§ **To do**: Rewrite the listing below with every "Running with query" changed to "Search term" and all other text left as it is. Omit the pictures from your answer.

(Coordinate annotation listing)
********************
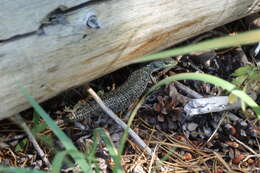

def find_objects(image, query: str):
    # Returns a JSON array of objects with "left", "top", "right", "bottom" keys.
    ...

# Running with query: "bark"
[{"left": 0, "top": 0, "right": 260, "bottom": 119}]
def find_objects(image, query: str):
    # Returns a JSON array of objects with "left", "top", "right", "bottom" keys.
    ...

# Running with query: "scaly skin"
[{"left": 68, "top": 60, "right": 176, "bottom": 121}]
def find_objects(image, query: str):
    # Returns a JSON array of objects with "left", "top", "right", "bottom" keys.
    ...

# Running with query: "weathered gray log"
[{"left": 0, "top": 0, "right": 260, "bottom": 119}]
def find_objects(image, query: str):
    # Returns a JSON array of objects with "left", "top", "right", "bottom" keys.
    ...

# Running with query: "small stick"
[
  {"left": 87, "top": 87, "right": 152, "bottom": 156},
  {"left": 206, "top": 113, "right": 226, "bottom": 144},
  {"left": 10, "top": 114, "right": 51, "bottom": 168}
]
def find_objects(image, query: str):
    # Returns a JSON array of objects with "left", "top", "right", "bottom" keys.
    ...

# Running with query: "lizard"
[{"left": 66, "top": 59, "right": 177, "bottom": 121}]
********************
§ **Solution to the exercise**:
def find_objects(image, query: str):
    # Returns a JSON array of objects with "left", "top", "right", "bottom" keys.
    ...

# Search term: "bark"
[{"left": 0, "top": 0, "right": 260, "bottom": 119}]
def find_objects(image, query: str):
    # Returns a JSON array of objects with "left", "top", "right", "bottom" keys.
    ...

# Search term: "scaly skin"
[{"left": 68, "top": 60, "right": 176, "bottom": 121}]
def find_objects(image, query: str):
    # Returns a JSON array of objects with "left", "top", "right", "bottom" keys.
    ...

# Search term: "weathered gray log"
[{"left": 0, "top": 0, "right": 260, "bottom": 119}]
def find_objects(image, query: str):
    # Returns a JSON array of objects with "left", "top", "right", "bottom" keys.
    ...

# Search term: "small stick"
[
  {"left": 87, "top": 87, "right": 152, "bottom": 156},
  {"left": 206, "top": 113, "right": 226, "bottom": 144},
  {"left": 10, "top": 114, "right": 51, "bottom": 168}
]
def find_objects(image, query: str):
    # Returns a JSON array of objects with "left", "top", "right", "bottom" keys.
    ...

# Search term: "lizard"
[{"left": 66, "top": 59, "right": 177, "bottom": 121}]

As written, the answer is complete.